MATERIAL FOR THIS TASK:
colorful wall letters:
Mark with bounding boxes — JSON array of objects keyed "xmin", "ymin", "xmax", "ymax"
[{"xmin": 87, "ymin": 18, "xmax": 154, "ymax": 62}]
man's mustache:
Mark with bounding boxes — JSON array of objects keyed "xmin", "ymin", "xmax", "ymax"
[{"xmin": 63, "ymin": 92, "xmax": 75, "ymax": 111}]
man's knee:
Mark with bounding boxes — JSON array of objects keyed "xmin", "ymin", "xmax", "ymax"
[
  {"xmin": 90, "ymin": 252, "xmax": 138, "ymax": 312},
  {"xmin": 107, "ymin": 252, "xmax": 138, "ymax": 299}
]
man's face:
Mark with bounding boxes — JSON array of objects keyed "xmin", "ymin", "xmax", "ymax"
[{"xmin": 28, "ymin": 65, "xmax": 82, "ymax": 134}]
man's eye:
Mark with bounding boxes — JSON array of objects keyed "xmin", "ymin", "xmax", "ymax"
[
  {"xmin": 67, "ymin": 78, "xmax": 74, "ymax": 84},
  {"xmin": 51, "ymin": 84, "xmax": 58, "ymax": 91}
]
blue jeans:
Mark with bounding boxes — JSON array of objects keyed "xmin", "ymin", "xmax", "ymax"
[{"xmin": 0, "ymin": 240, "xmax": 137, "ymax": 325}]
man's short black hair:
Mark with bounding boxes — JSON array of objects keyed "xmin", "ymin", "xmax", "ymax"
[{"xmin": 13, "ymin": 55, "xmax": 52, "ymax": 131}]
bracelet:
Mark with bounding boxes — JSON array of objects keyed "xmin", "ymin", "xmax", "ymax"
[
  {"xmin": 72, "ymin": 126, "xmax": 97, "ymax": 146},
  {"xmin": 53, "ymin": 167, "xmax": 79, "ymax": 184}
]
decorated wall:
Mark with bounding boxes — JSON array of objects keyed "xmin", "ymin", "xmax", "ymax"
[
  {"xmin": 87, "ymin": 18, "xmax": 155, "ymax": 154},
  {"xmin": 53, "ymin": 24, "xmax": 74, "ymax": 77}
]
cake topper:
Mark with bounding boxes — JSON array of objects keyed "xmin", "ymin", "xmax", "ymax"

PROBLEM:
The records above should be transcribed in full, with no differences.

FINISHED EXERCISE:
colorful wall letters:
Mark with bounding boxes — JSON array of objects keyed "xmin", "ymin", "xmax", "ymax"
[{"xmin": 87, "ymin": 18, "xmax": 154, "ymax": 62}]
man's mustache:
Mark with bounding boxes — JSON array of objects keyed "xmin", "ymin", "xmax", "ymax"
[{"xmin": 63, "ymin": 92, "xmax": 75, "ymax": 111}]
man's knee:
Mark with bounding boxes — JSON array of objects keyed "xmin", "ymin", "xmax", "ymax"
[
  {"xmin": 90, "ymin": 252, "xmax": 138, "ymax": 312},
  {"xmin": 107, "ymin": 252, "xmax": 138, "ymax": 299}
]
man's face:
Mark with bounding boxes — JSON array of objects keyed "xmin", "ymin", "xmax", "ymax"
[{"xmin": 28, "ymin": 65, "xmax": 82, "ymax": 134}]
man's eye:
Mark with bounding boxes — JSON array of objects keyed "xmin", "ymin", "xmax", "ymax"
[
  {"xmin": 67, "ymin": 78, "xmax": 74, "ymax": 84},
  {"xmin": 51, "ymin": 84, "xmax": 58, "ymax": 91}
]
blue jeans:
Mark with bounding boxes — JSON array of objects keyed "xmin", "ymin", "xmax", "ymax"
[{"xmin": 0, "ymin": 240, "xmax": 137, "ymax": 325}]
man's short black hair:
Mark with bounding boxes — JSON array of objects keyed "xmin", "ymin", "xmax", "ymax"
[{"xmin": 13, "ymin": 55, "xmax": 52, "ymax": 131}]
bracelet:
Mark with bounding boxes — JSON array of objects keyed "xmin", "ymin", "xmax", "ymax"
[
  {"xmin": 72, "ymin": 126, "xmax": 97, "ymax": 146},
  {"xmin": 53, "ymin": 167, "xmax": 79, "ymax": 184}
]
decorated wall:
Mark with bounding boxes — JSON array of objects keyed "xmin", "ymin", "xmax", "ymax"
[
  {"xmin": 87, "ymin": 18, "xmax": 155, "ymax": 154},
  {"xmin": 53, "ymin": 24, "xmax": 74, "ymax": 77}
]
cake topper:
Mark with bounding boxes — JSON array of objects keyed "xmin", "ymin", "xmax", "ymax"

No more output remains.